Instructions to follow: Rewrite every item below in full, adding 101 to each coordinate in the answers and leaving all other numbers as they are.
──────── Given information
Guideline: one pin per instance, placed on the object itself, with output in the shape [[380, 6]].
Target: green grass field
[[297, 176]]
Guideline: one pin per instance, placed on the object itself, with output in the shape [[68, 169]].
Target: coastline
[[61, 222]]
────────────────
Written solution:
Guideline: one pin per instance, placed on the object itself, with output in the shape [[380, 6]].
Target: green grass field
[[398, 277]]
Guideline: one pin per instance, placed on the object itself, with output in the shape [[68, 169]].
Target: coastline
[[162, 323]]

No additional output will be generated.